### Supplied records ###
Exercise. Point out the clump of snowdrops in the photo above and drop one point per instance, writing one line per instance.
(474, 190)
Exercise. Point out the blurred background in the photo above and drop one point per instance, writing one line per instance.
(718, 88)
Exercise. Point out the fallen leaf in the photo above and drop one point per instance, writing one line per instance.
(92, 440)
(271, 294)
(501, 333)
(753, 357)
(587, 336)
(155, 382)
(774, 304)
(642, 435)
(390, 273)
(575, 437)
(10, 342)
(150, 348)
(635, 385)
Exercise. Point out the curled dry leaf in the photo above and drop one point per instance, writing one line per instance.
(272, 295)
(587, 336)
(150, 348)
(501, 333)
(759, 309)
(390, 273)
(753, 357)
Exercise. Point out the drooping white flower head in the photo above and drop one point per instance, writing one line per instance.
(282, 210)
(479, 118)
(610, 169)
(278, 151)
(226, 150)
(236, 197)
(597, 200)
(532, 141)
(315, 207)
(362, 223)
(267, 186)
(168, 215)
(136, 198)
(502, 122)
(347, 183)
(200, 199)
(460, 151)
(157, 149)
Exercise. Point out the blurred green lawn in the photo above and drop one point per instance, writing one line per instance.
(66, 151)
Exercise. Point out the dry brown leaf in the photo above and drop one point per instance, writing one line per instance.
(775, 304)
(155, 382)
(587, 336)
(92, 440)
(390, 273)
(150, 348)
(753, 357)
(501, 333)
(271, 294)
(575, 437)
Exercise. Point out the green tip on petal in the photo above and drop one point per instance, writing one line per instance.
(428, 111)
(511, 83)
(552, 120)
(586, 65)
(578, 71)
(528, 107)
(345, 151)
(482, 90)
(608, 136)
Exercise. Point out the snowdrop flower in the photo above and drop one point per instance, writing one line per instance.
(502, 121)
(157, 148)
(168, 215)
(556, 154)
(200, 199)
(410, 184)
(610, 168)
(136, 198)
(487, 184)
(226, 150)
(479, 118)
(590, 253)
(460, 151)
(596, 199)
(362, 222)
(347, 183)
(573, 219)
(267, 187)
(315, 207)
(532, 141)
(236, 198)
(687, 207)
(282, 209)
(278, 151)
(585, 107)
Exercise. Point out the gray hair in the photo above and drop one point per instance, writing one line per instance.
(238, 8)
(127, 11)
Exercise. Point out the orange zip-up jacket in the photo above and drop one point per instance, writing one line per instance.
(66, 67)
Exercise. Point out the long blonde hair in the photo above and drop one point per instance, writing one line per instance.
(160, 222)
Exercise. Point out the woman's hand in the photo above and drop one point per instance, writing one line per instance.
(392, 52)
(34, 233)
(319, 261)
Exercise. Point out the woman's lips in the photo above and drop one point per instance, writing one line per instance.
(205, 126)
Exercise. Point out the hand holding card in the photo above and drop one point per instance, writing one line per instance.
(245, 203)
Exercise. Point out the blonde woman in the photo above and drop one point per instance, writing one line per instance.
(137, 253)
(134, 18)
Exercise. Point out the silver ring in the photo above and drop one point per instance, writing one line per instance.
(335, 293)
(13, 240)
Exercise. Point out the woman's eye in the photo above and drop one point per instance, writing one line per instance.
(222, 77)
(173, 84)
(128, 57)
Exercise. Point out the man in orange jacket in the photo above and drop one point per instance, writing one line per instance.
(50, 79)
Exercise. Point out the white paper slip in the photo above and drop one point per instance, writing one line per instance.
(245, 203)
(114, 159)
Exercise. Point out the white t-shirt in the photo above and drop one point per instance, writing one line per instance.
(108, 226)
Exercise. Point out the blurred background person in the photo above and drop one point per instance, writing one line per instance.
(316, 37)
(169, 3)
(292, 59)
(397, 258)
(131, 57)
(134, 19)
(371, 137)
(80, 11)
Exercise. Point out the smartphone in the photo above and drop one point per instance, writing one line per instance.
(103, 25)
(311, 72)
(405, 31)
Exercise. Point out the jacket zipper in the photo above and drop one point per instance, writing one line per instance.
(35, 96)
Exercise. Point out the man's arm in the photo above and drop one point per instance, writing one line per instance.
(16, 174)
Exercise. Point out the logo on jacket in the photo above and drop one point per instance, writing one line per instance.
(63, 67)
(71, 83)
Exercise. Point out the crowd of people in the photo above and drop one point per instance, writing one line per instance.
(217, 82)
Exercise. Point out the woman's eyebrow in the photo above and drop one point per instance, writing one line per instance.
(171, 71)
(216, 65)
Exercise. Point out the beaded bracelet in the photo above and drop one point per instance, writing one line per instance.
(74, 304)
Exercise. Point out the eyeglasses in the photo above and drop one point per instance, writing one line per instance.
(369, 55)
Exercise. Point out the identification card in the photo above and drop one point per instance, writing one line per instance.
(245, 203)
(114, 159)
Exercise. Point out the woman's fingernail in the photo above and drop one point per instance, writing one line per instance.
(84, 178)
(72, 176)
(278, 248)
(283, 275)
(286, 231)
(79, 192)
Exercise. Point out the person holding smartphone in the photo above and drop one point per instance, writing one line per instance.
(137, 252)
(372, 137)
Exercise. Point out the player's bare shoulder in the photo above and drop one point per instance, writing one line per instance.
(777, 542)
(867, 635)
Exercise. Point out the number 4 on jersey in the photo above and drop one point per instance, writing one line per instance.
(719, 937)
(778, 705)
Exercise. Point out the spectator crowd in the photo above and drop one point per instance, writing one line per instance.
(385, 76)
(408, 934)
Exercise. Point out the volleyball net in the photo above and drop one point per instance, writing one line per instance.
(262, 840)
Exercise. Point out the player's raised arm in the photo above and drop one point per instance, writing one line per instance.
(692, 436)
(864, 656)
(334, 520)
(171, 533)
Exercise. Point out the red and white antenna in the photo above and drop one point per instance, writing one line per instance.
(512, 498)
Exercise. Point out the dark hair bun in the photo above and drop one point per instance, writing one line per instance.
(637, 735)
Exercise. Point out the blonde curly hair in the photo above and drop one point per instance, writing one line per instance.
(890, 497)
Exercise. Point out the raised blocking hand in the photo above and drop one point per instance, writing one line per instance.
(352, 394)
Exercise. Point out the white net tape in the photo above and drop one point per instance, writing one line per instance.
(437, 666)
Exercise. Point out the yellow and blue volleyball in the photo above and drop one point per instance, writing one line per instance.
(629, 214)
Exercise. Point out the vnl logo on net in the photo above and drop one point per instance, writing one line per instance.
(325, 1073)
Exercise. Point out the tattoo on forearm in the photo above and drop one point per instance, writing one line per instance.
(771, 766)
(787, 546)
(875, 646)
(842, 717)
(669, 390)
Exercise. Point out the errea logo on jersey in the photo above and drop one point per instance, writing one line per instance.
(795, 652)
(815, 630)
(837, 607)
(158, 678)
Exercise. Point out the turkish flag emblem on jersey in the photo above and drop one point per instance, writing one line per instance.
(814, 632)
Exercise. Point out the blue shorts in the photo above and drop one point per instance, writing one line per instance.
###
Task: Please copy all of the data above, word for word from the first line to the last.

Written solution:
Exercise. Point out the clump of snowdrops in the photo above and drop one point per instance, writing one line per instance.
(474, 190)
Exercise. Point out the blurred background in the photo above and drop one point per instance, writing one line per instance.
(718, 88)
Exercise. Point out the fallen leaf in the photo above and drop one point per instance, writing one line per instance.
(92, 440)
(271, 294)
(501, 333)
(753, 357)
(587, 336)
(155, 382)
(774, 304)
(642, 435)
(390, 273)
(575, 437)
(10, 342)
(150, 348)
(635, 385)
Exercise. Point out the curled dry leaf in the photo above and drop one point per instance, writing one line per instance.
(272, 295)
(587, 336)
(150, 348)
(501, 333)
(759, 309)
(390, 273)
(753, 357)
Exercise. Point out the drooping white flower head in the photo above and drop one point per instance, writing one line per instance.
(282, 210)
(479, 118)
(610, 169)
(278, 151)
(226, 150)
(236, 197)
(597, 200)
(532, 141)
(315, 207)
(362, 223)
(267, 186)
(168, 215)
(136, 198)
(502, 122)
(347, 183)
(200, 199)
(460, 151)
(157, 149)
Exercise. Point out the blurred green lawn in the photo above and drop one point per instance, writing one line per instance.
(66, 151)
Exercise. Point out the dry brown leaf in the photo above and drop one point per instance, writing one line per instance.
(775, 304)
(155, 382)
(587, 336)
(92, 440)
(390, 273)
(150, 348)
(753, 357)
(501, 333)
(271, 294)
(575, 437)
Exercise. Point out the green tip on petal in the photo above and drop one point per instance, writing one line per instance.
(428, 111)
(511, 83)
(552, 120)
(586, 65)
(578, 71)
(528, 107)
(345, 151)
(482, 90)
(608, 136)
Exercise. Point out the snowdrop flower in the photo above and drop one point per instance, writing one line per instance.
(502, 121)
(157, 148)
(168, 215)
(556, 154)
(200, 199)
(410, 184)
(610, 168)
(136, 198)
(487, 184)
(226, 150)
(479, 118)
(590, 253)
(460, 151)
(596, 199)
(362, 222)
(347, 183)
(573, 219)
(267, 187)
(315, 207)
(532, 141)
(236, 198)
(687, 207)
(282, 209)
(278, 151)
(585, 107)
Exercise. Point out the gray hair in the photo above and drop one point per instance, writing one line per instance.
(238, 8)
(127, 11)
Exercise. Point out the orange zip-up jacket in the photo above and drop one point per instance, writing one line per instance.
(66, 67)
Exercise. Point out the long blonde hair in the photo above and drop one point per instance, writing one line per instance.
(160, 222)
Exercise. Point out the woman's hand in the photo above and drop one point per instance, writing one line per instance.
(392, 52)
(34, 233)
(319, 261)
Exercise. Point out the woman's lips in the photo above and drop one point per instance, writing one line per instance.
(205, 126)
Exercise. Point out the hand holding card in the photo above and drop one point per instance, writing one line per instance.
(245, 203)
Exercise. Point out the blonde woman in the photo above and drop one point per instance, writing one line per instance.
(137, 253)
(134, 18)
Exercise. Point out the silver ring in the photo above and drop one point per instance, writing one line per instance.
(335, 293)
(13, 240)
Exercise. Point out the woman's eye in the photo above and drop one point per instance, writing one line per instance.
(222, 77)
(173, 84)
(128, 57)
Exercise. Point out the man in orange jacket in the photo above and drop one point per instance, writing one line per instance.
(50, 79)
Exercise. Point out the white paper slip in the photo above and drop one point per instance, writing one line per instance.
(245, 203)
(114, 159)
Exercise. Point out the white t-shirt in the photo above and drop one point per instance, writing one line per instance.
(108, 226)
Exercise. Point out the blurred background person in the photo above and drop one point per instance, writing one line per instance.
(316, 37)
(169, 3)
(292, 59)
(397, 258)
(131, 57)
(134, 19)
(371, 137)
(80, 11)
Exercise. Point out the smartphone in the photo above and drop one point per instance, writing one line per instance.
(103, 25)
(311, 72)
(405, 31)
Exercise. Point out the jacket zipper in the photo above and drop one point per instance, writing one line per instance.
(35, 96)
Exercise. Point out the man's arm in the photo above and drop one point per instance, writing one line per instance.
(16, 174)
Exercise. Point out the logo on jacket in the photo above and drop one point per instance, writing one line per instance.
(63, 67)
(71, 83)
Exercise. Point out the crowd of people in the photo above and drop one point per instance, writing one line per instance.
(217, 82)
Exercise. Point out the woman's eyebrow in the photo above and drop one point per instance, writing one line per instance.
(171, 71)
(216, 65)
Exercise. Point out the beaded bracelet in the photo above and drop one point per instance, writing one line per instance.
(74, 304)
Exercise. Point out the eyeglasses in the photo above and drop one point per instance, writing one line per instance.
(369, 55)
Exercise. Point out the identification card in the photo above and drop one point per instance, writing one line per instance.
(245, 203)
(114, 159)
Exercise. Point out the woman's fingernail in the photo above and drop one point per instance, writing one line per instance.
(84, 178)
(72, 176)
(278, 248)
(283, 275)
(286, 231)
(79, 192)
Exercise. Point out the person holding smartphone in the photo above and drop one point per instance, writing one line per instance.
(137, 252)
(372, 137)
Exercise. Point out the player's bare shoulder in the photo above and drop one point per instance, writing one line per instance.
(777, 542)
(867, 635)
Exercise. Point out the number 4 on jersey in the photo above and drop one point per instance, writing one line per instance.
(719, 937)
(778, 705)
Exercise. Point out the spectator crowd in the photo above and drop one point per instance, writing one line per instance.
(385, 76)
(408, 934)
Exercise. Point out the volleyball net in the photo above and drop one point per instance, writing one line per instance.
(262, 840)
Exercise. Point out the player's raised arm in the photo above and drop one point per instance, writing one line per instance.
(692, 436)
(864, 656)
(334, 520)
(171, 533)
Exercise. Point out the red and white antenna in the photo above and drop one point per instance, writing one line per instance.
(512, 498)
Exercise. Point out the dark hair bun in the photo above and drop one point per instance, writing one line per instance.
(637, 735)
Exercise. Point out the blonde curly hair in the photo above and drop one point per instance, writing one line per instance.
(890, 497)
Exercise. Point out the raised blocking hand in the photo above and drop one point per instance, writing one line per instance.
(352, 394)
Exercise. Point out the white net tape in the photo above and drop one point per instance, writing one line per instance.
(437, 666)
Exercise. Point out the yellow and blue volleyball in the photo above and drop one point per instance, writing one line per instance.
(629, 214)
Exercise. Point out the vnl logo on net in the photo above and drop one point per instance, writing one line per instance.
(325, 1073)
Exercise. Point out the tattoo on forearm in the photo above and drop one point per instance, writing one line per instance.
(771, 766)
(787, 546)
(875, 646)
(842, 717)
(669, 390)
Exercise. Point out the errea logo on jersey in the photo above and drop one point per instance, writing one line per instance.
(795, 652)
(815, 630)
(837, 607)
(158, 678)
Exercise. Point out the turkish flag emblem on jersey in the photo above and drop one point per instance, writing one line per instance.
(814, 632)
Exercise. Point out the blue shorts in the photo above and drop one point per instance, writing one line per instance.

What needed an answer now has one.